Enlace Judío México e Israel.- Josephine Baker, icono de la era del jazz y militante de los derechos civiles, actuó hace 90 años en Valladolid.

VIDAL ARRANZ

Imposible resumir en un breve trazo la trayectoria de Josephine Baker, esa musa negra, inconformista, libre y luchadora que hace 90 años aterrizó en Valladolid con sus canciones de elegancia francesa y sus bailes provocadores, compulsivos, de resonancias tribales, marcados por la escasa indumentaria de la artista. Hoy es difícil hacerse una idea de lo extraordinariamente célebre que fue en los años veinte, de la admiración que despertó en buena parte de Europa, y finalmente también en EE.UU, y de la intensa polémica que la acompañó buena parte de su vida. Igualmente, difícil imaginar el espectacular homenaje público que el pueblo de París y las autoridades la ofrecieron en su funeral, en 1975.

Todo en la vida de quien fue conocida como la Venus Negra es desmesurado, vital, efervescente, entrañable, sorprendente… Bailarina innovadora -el Espacio Fundación Telefónica la eligió como una de las seis artistas más innovadoras en su muestra. La bailarina del futuro- cantante sofisticada, mujer de sexualidad desbocada… Pero también espía contra Hitler, luchadora por los derechos civiles en su país, hasta el punto de que pudo ser la sucesora de Martin Luther King, y embajadora de la tolerancia racial en su propia vida: adoptó a 12 niños abandonados de razas distintas y procedentes de distintos países del mundo y con ellos construyó su utopía familiar, La Tribu del Arco Iris, una singular familia multicultural con la que lanzaba su mensaje al mundo.

De la intensidad de su vida y la popularidad que la acompañó pueden dar cuenta unos pocos datos. Amante del saxofonista Sidney Bechet nada más llegar a París, en 1925, y del luego popular novelista Georges Simenon, que trabajó como secretario personal suyo. Hemingway y Picasso podrían figurar entre sus primeros admiradores, en una lista que tendría que incluir, como mínimo a Rita Hayworth, Anna Magnani, Sofía Loren, Brigitte Bardot o Grace Kelly. Y entre los artistas, a Nina Simone o Eartha Kitt. Duke Ellington y Louis Armstrong actuaron en su chateau francés, como Jacques Brel, y ella misma compartió escenario con Ella Fitzgerald, Sammy Davis Jr. o Maurice Chevalier. Además, conoció íntimamente a la escritora Colette y a la pintora Frida Kahlo. Y como muestra de su fama internacional, actuó ante Hassan II de Marruecos y ante Perón. Incluso colaboró con Evita en sus campañas por los desharrapados de Argentina.

_Información dada_
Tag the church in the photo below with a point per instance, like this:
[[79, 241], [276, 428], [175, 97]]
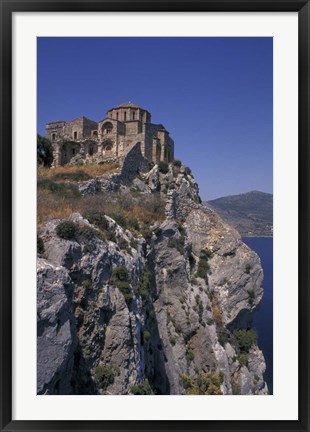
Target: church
[[85, 141]]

_Tarea requerida A_
Copia del texto sobre Josephine Baker el fragmento que empieza en "Imposible resumir en" y termina en "funeral, en 1975.".
_Tarea requerida B_
Según el texto sobre Josephine Baker, ¿qué nombre recibió la familia que formó con los niños que adoptó?
_Tarea requerida C_
Enumera a todos los artistas con quienes Josephine Baker compartió escenario según el texto sobre ella.

_Resultado del ejercicio A_
Imposible resumir en un breve trazo la trayectoria de Josephine Baker, esa musa negra, inconformista, libre y luchadora que hace 90 años aterrizó en Valladolid con sus canciones de elegancia francesa y sus bailes provocadores, compulsivos, de resonancias tribales, marcados por la escasa indumentaria de la artista. Hoy es difícil hacerse una idea de lo extraordinariamente célebre que fue en los años veinte, de la admiración que despertó en buena parte de Europa, y finalmente también en EE.UU, y de la intensa polémica que la acompañó buena parte de su vida. Igualmente, difícil imaginar el espectacular homenaje público que el pueblo de París y las autoridades la ofrecieron en su funeral, en 1975.

_Resultado del ejercicio B_
La Tribu del Arco Iris.

_Resultado del ejercicio C_
- Ella Fitzgerald
- Sammy Davis Jr.
- Maurice Chevalier